In the page on the shortest subarray with sum at least K, what value should be returned when no non-empty subarray has a sum of at least K?

═════ PASSAGE PROVIDED

0862. Shortest Subarray With Sum at Least K

862. Shortest Subarray with Sum at Least K #

Problem #

Return the length of the shortest, non-empty, contiguous subarray of A with sum at least K.

If there is no non-empty subarray with sum at least K, return -1.

Example 1:

Input: A = [1], K = 1
Output: 1

Example 2:

Input: A = [1,2], K = 4
Output: -1

Example 3:

Input: A = [2,-1,2], K = 3
Output: 3

Note:

  1. 1 <= A.length <= 50000
  2. -10 ^ 5 <= A[i] <= 10 ^ 5
  3. 1 <= K <= 10 ^ 9

Problem Summary #

Return the length of the shortest non-empty contiguous subarray of A whose sum is at least K. If there is no non-empty subarray with sum at least K, return -1.

Notes:

  • 1 <= A.length <= 50000
  • -10 ^ 5 <= A[i] <= 10 ^ 5
  • 1 <= K <= 10 ^ 9

Solution Approach #

  • Given an array, find the shortest, non-empty, contiguous subsequence whose cumulative sum is at least k.
  • Since the given array may contain negative numbers, the cumulative sum of a subarray will not necessarily increase as the length of the array increases. The problem asks for interval sums, so naturally we need to use the prefixSum prefix sum. First compute the prefixSum prefix sum.
  • Simplifying the requirement of the problem, it is whether we can find prefixSum[y] - prefixSum[x] ≥ K, with the difference y - x minimized. If y is fixed, then for x, the larger x is, the smaller the difference y - x is (because x gets closer to y). Therefore, to find the shortest distance of the interval [x, y], we need to ensure that y is as small as possible and x is as large as possible, so that the distance of the interval [x, y] is minimized. Then the following 2 pieces of “common sense” must hold:
    1. If x1 < x2, and prefixSum[x2] ≤ prefixSum[x1], it means the result will definitely not choose x1. Because if prefixSum[x1] ≤ prefixSum[y] - k, then prefixSum[x2] ≤ prefixSum[x1] ≤ prefixSum[y] - k, so x2 can also satisfy the problem requirements, and x2 is closer to y than x1; the optimal solution will definitely consider x2 first.

══════════
═════ RECORDS SUPPLIED

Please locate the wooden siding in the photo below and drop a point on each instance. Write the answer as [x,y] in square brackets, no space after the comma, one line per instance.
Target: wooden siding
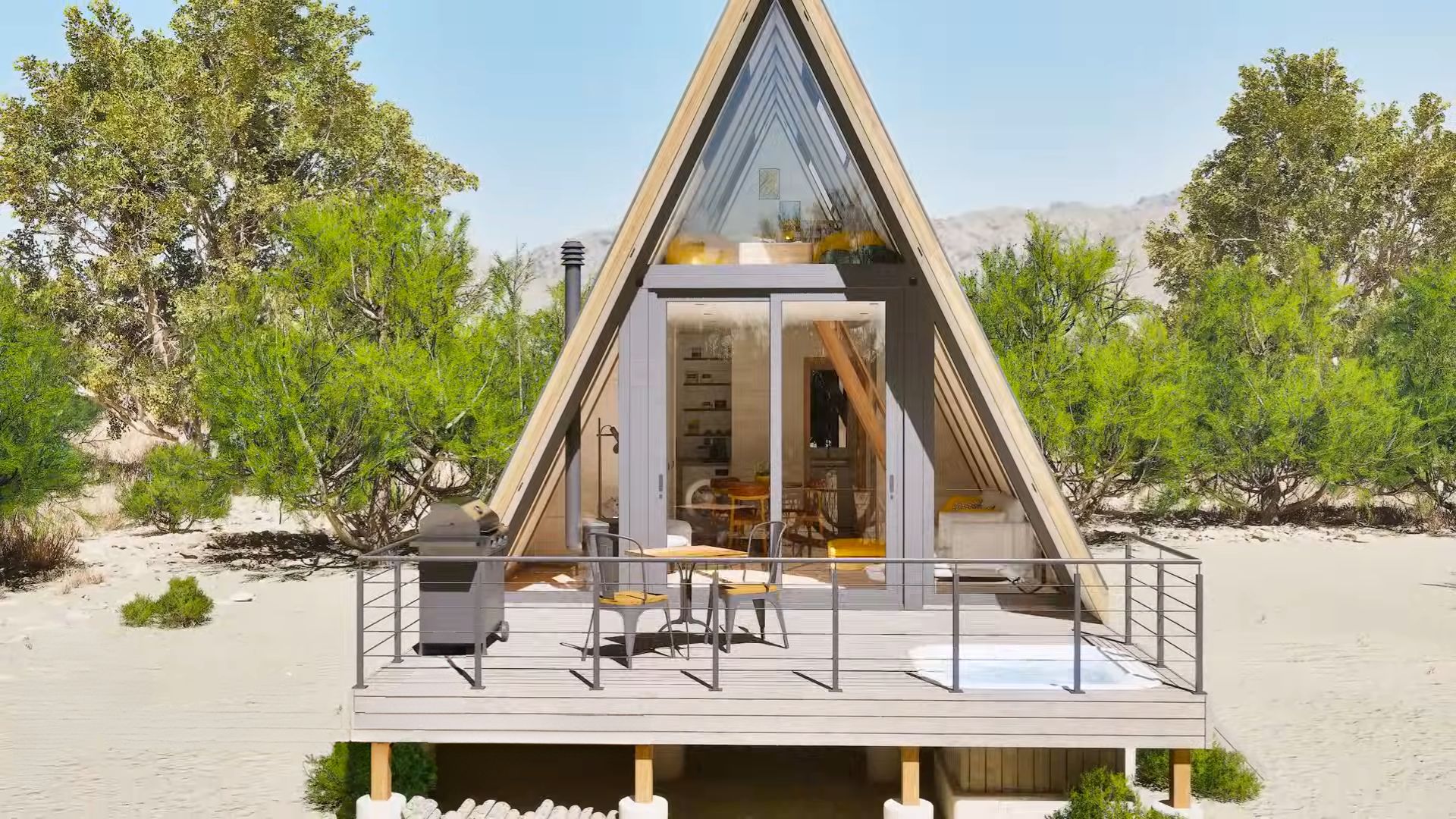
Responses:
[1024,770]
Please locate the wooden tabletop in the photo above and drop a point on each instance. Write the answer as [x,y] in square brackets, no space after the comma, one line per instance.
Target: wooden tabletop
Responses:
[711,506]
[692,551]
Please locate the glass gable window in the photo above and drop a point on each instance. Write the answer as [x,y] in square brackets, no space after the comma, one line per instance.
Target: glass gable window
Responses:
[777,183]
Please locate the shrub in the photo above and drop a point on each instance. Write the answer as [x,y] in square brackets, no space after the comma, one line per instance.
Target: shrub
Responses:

══════════
═════ RECORDS SUPPLIED

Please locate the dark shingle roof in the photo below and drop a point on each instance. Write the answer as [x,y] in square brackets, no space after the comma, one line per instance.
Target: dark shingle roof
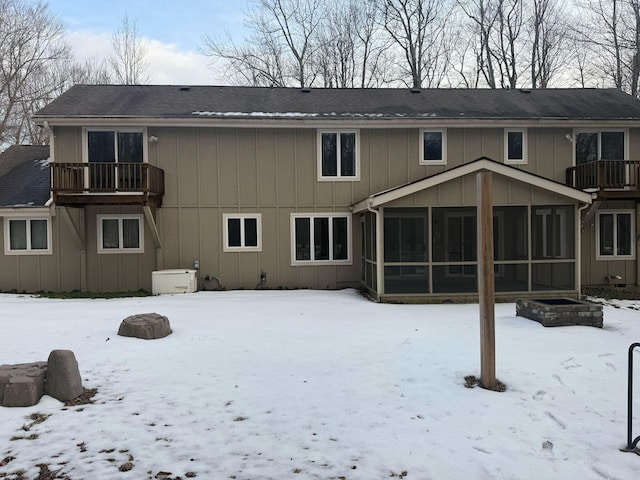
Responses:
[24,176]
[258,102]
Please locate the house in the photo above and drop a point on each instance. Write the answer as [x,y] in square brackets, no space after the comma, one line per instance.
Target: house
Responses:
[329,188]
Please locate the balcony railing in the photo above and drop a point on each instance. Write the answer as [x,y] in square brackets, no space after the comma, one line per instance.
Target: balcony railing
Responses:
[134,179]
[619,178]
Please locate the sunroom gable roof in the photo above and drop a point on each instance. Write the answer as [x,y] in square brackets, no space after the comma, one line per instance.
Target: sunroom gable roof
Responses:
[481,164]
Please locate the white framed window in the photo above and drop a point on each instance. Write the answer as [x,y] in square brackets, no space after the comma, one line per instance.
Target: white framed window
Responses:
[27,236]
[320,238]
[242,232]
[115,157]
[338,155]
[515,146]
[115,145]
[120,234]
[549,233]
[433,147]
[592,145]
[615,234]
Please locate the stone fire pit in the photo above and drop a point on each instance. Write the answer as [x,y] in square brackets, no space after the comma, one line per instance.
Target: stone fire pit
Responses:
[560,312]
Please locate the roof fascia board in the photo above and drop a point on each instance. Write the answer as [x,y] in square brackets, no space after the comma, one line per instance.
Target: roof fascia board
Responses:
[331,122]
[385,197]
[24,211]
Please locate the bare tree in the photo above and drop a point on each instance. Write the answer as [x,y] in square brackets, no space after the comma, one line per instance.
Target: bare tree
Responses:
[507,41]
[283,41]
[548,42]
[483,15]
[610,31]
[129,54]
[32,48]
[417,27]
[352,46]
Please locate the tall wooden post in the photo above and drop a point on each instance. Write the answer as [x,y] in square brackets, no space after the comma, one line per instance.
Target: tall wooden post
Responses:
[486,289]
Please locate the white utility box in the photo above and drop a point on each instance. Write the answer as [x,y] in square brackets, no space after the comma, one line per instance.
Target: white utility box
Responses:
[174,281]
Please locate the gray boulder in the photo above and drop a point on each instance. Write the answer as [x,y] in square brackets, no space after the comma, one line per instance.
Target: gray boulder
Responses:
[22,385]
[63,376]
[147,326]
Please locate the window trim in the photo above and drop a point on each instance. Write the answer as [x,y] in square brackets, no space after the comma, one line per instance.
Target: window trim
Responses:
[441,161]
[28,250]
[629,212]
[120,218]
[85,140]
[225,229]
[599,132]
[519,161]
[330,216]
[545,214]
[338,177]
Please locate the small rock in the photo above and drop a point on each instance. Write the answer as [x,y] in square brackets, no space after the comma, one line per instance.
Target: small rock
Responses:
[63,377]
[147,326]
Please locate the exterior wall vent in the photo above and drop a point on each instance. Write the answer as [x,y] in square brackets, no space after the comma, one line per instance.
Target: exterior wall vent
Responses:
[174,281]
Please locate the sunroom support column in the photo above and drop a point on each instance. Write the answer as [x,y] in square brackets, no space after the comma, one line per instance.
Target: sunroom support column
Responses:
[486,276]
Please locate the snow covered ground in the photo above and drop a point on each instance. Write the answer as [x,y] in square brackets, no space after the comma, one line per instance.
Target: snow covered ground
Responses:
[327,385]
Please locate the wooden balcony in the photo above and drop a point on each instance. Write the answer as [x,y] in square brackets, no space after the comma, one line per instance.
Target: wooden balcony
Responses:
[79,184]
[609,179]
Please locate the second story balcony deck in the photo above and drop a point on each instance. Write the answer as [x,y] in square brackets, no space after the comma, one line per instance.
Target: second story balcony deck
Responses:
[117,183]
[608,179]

══════════

### COMPLETE OUTPUT
-1